Work order:
This exercise asks for every record to be output again exactly.

Dataset records:

::::::::::

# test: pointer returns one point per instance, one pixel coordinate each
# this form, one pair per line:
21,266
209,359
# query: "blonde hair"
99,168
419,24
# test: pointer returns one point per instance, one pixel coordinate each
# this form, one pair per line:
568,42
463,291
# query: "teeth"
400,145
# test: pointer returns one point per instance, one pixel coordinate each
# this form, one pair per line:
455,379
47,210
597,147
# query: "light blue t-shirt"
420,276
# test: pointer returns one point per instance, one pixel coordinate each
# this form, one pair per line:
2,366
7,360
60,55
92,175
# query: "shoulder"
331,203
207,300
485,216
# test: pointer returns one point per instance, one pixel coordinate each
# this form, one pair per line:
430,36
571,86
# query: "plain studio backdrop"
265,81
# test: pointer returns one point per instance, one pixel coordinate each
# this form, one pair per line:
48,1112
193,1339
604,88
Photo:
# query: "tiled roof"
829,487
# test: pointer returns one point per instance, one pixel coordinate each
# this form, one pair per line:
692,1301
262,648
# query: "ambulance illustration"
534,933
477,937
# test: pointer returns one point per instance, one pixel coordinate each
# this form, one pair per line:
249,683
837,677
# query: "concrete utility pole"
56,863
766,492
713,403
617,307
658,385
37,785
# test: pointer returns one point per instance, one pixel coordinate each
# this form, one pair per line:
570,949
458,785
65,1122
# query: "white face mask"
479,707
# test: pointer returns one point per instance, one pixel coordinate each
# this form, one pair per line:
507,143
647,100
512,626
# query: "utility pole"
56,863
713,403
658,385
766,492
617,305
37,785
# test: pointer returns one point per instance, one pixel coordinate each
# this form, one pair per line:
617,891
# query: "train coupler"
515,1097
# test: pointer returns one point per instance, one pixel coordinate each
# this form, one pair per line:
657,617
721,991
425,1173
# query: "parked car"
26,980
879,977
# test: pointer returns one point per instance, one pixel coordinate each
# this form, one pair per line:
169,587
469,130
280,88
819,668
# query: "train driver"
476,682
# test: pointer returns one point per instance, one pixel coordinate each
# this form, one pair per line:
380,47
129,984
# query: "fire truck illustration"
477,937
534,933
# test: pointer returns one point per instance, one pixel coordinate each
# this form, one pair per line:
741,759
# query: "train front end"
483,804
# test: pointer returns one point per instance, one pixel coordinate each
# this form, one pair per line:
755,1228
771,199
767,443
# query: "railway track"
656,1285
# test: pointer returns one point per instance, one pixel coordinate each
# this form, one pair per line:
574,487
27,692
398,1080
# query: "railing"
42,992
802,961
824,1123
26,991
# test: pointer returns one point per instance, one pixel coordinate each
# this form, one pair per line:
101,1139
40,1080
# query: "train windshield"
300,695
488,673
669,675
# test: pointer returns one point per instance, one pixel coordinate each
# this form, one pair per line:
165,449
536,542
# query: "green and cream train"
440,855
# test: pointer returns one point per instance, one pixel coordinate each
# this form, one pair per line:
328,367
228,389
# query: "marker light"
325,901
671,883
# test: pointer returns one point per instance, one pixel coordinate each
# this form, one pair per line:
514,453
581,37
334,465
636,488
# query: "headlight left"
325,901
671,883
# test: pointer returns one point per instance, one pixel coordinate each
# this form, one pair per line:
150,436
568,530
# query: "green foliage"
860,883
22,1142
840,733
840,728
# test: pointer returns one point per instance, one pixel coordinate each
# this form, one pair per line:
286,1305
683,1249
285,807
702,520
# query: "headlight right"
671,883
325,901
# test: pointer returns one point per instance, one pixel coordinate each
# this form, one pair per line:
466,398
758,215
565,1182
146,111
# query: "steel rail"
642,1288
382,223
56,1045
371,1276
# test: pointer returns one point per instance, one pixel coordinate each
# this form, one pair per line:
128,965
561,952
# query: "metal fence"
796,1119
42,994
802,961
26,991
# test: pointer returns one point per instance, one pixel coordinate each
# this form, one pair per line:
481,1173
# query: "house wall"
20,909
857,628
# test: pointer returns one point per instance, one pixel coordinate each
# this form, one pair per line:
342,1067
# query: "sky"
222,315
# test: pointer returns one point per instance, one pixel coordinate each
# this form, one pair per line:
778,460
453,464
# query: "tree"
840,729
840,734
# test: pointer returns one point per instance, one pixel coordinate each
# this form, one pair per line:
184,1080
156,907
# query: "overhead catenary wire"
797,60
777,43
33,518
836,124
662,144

::::::::::

Task answer:
# test: pointer returns one point per instance, one pixel coordinate each
# this form, one pair per line:
21,266
209,359
# query: "blonde hair"
99,168
419,24
# test: pointer returns one point per instance, one pixel coordinate each
# this form, one pair per line:
568,42
463,291
# query: "teeth"
400,145
# test: pointer returns one point per instance, one pixel coordinate each
# this form, one pair per line:
455,379
47,210
597,147
# query: "light blue t-shirt"
420,276
# test: pointer returns one point per instance, one pixel coordinate each
# this form, one pair per line:
2,366
7,360
60,55
92,175
# query: "shoulder"
331,203
207,300
485,216
# test: pointer returns one point per instance, one pixel coordinate each
# this form, one pair per line:
430,36
571,86
# query: "plain studio backdrop"
265,81
# test: pointer returns one point per instance, one pixel coordinate each
# this form, one pair per line:
48,1112
193,1339
604,88
Photo:
# query: "tiled roof"
829,487
# test: pointer returns one point per instance, one pixel coordinate each
# this form, one pair per line:
692,1301
262,648
# query: "ambulance illustration"
534,933
477,937
# test: pointer returns one point per instance, one pixel coordinate each
# this form, one pair per line:
249,683
837,677
# query: "concrete utility pole"
56,863
766,492
713,403
617,307
658,385
37,785
# test: pointer returns one point per instance, one pixel coordinate each
# this form, one pair per line:
570,949
458,785
65,1122
# query: "white face mask"
479,707
# test: pointer returns one point per instance, one pixel coordinate each
# this form, one pair per line:
507,143
647,100
512,626
# query: "utility pole"
56,863
713,403
658,385
766,492
617,305
37,785
# test: pointer returns one point per instance, one pixel coordinate each
# this form, one pair per line:
617,891
# query: "train coupler"
515,1097
# test: pointer returns one point per instance, one pixel coordinate each
# this form, one pair per line:
657,617
721,991
425,1173
# query: "parked car"
26,980
879,977
# test: pointer returns one point per instance, one pixel coordinate each
# this form, one pair per line:
169,587
469,130
280,88
819,668
# query: "train driver"
476,682
# test: pointer returns one point per instance, one pixel coordinate each
# this form, one pair per line:
380,47
129,984
# query: "fire truck illustration"
477,937
534,933
# test: pointer returns one point per instance, one pixel coordinate each
# this form, one pair per line:
741,759
# query: "train front end"
483,804
# test: pointer returns one point per instance, one pixel coordinate each
# this form, one pair per line:
755,1228
771,199
767,443
# query: "railway track"
656,1285
# test: pointer returns one point per instance, one pixel coordinate each
# this form, one pair per line:
574,487
27,692
398,1080
# query: "railing"
42,992
802,961
824,1123
26,991
# test: pointer returns one point per instance, one pixel coordinate each
# this form, one pair per line:
101,1139
40,1080
# query: "train windshield"
300,695
488,673
669,675
# test: pointer returns one point per instance, one pixel coordinate each
# this form, one pair per line:
165,449
536,542
# query: "green and cream train"
440,855
# test: pointer returns one point per instance, one pixel coordinate each
# this form, one pair per line:
328,367
228,389
# query: "marker light"
325,901
671,883
# test: pointer returns one point per instance, one pixel coordinate each
# this form, one pair per line:
514,453
581,37
334,465
636,488
# query: "headlight left"
325,901
671,883
# test: pointer returns one point per instance, one pixel coordinate each
# this form, one pair per line:
150,436
568,530
# query: "green foliage"
860,883
22,1142
840,733
840,728
# test: pointer returns one point per instance, one pixel coordinate each
# this form, one pair per line:
286,1305
683,1249
285,807
702,520
# query: "headlight right"
671,883
325,901
# test: pointer returns one point per instance, one pixel coordinate each
# this form, one pair per line:
466,398
758,215
565,1182
146,111
# query: "steel rail"
642,1288
382,223
56,1045
371,1276
# test: pointer returns one point per instance, one pixel coordinate each
# this form, one pair per line:
128,965
561,952
# query: "metal fence"
796,1119
42,994
802,961
26,991
# test: pointer returns one point per instance, one pixel coordinate each
# this form, one pair per line:
481,1173
# query: "house wall"
20,909
857,628
# test: pointer returns one point per instance, one pixel coordinate each
# this form, one pair per line:
342,1067
# query: "sky"
222,315
# test: pointer returns one point per instance, one pixel coordinate each
# this form, one pair per line:
778,460
453,464
# query: "tree"
840,729
840,734
# test: pointer returns one point per instance, one pixel coordinate each
# this form, one pair per line:
184,1080
156,907
# query: "overhead catenary wire"
797,60
777,43
33,518
836,124
662,144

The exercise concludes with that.